▶ TASK: Find every line in the entries below that contains the string "white", matching case exactly, and copy each such line.

▶ MATERIAL PROVIDED:
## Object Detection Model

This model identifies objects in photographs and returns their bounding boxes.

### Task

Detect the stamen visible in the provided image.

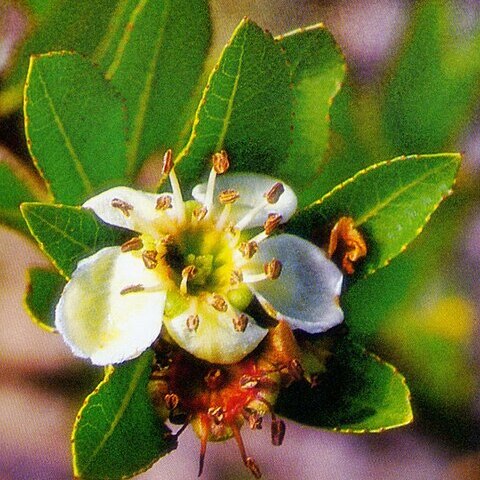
[264,182,285,204]
[263,213,282,235]
[120,285,145,295]
[120,237,143,252]
[162,148,173,175]
[180,265,197,295]
[204,368,223,390]
[187,315,200,332]
[245,457,262,478]
[218,188,240,205]
[155,195,173,210]
[207,407,225,425]
[142,250,158,270]
[230,270,243,285]
[164,393,180,410]
[204,167,217,214]
[243,408,263,430]
[271,417,285,447]
[239,375,258,390]
[193,206,208,222]
[232,424,262,478]
[287,358,305,381]
[198,432,208,477]
[216,203,235,230]
[162,148,185,223]
[238,240,258,260]
[111,198,133,217]
[232,313,248,332]
[208,293,228,312]
[263,258,282,280]
[212,150,230,175]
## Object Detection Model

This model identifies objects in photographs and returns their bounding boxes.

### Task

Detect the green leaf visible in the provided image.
[21,203,131,279]
[176,19,292,191]
[275,339,412,433]
[382,0,480,155]
[24,268,65,332]
[287,154,460,275]
[25,52,126,205]
[94,0,211,174]
[72,351,176,480]
[0,0,119,115]
[276,24,346,190]
[0,149,44,236]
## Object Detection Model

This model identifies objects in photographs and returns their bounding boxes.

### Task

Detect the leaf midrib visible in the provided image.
[37,68,94,196]
[84,361,145,471]
[355,158,451,227]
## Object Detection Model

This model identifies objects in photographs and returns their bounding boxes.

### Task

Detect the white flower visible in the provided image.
[56,152,343,365]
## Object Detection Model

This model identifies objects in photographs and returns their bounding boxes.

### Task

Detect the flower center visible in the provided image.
[164,220,234,296]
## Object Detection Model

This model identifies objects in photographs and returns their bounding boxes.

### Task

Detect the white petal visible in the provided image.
[55,247,166,365]
[165,304,268,364]
[192,173,297,228]
[83,187,173,237]
[245,234,343,333]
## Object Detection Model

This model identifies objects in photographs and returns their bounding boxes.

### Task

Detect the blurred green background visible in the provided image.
[0,0,480,480]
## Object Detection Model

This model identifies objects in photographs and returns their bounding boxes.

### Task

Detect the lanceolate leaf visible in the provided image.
[25,52,126,205]
[287,154,460,274]
[0,0,118,115]
[72,351,176,480]
[275,340,412,433]
[176,19,292,191]
[21,203,128,279]
[25,268,65,332]
[276,24,345,189]
[0,149,45,236]
[94,0,211,174]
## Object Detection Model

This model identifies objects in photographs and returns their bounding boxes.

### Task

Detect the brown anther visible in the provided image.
[208,293,228,312]
[120,237,143,252]
[204,368,223,390]
[111,198,133,217]
[207,407,225,425]
[240,375,258,390]
[120,285,145,295]
[232,313,248,332]
[142,250,158,270]
[187,315,200,332]
[164,393,180,410]
[245,457,262,478]
[247,412,263,430]
[162,148,173,175]
[212,150,230,175]
[238,241,258,259]
[287,358,305,381]
[182,265,198,280]
[327,217,367,275]
[161,233,173,245]
[264,182,285,204]
[230,270,243,285]
[309,373,320,388]
[193,206,208,221]
[263,258,282,280]
[218,188,240,205]
[155,195,172,210]
[271,418,285,447]
[263,213,282,235]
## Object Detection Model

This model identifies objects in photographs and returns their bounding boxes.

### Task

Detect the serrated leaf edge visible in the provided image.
[70,352,171,480]
[299,153,462,278]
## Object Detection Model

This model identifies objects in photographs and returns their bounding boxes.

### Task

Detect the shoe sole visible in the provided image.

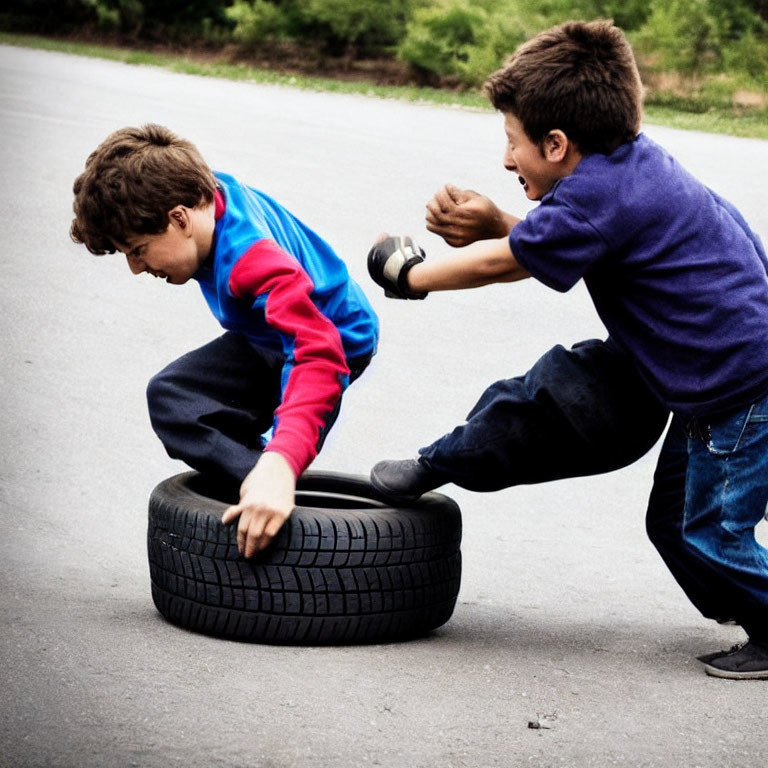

▶ TASK OUTPUT:
Detect the white flower visible in the provided image.
Detect the white petal visible in the provided image.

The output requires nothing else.